- **Instruction**: Rewrite every line of the material below, adding 31 to each point coordinate in the answers and leaving all other lines unchanged.

- **Data provided**:
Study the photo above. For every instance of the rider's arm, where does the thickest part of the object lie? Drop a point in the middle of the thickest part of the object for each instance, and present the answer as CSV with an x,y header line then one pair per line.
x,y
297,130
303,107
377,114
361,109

- **Right answer**:
Study the photo above. For every instance of the rider's arm, where does the thickest part of the object lie? Drop a point in the middle of the thickest part of the object for each instance, and present the answer as CSV with an x,y header line then one pair per line.
x,y
328,161
334,138
408,145
392,140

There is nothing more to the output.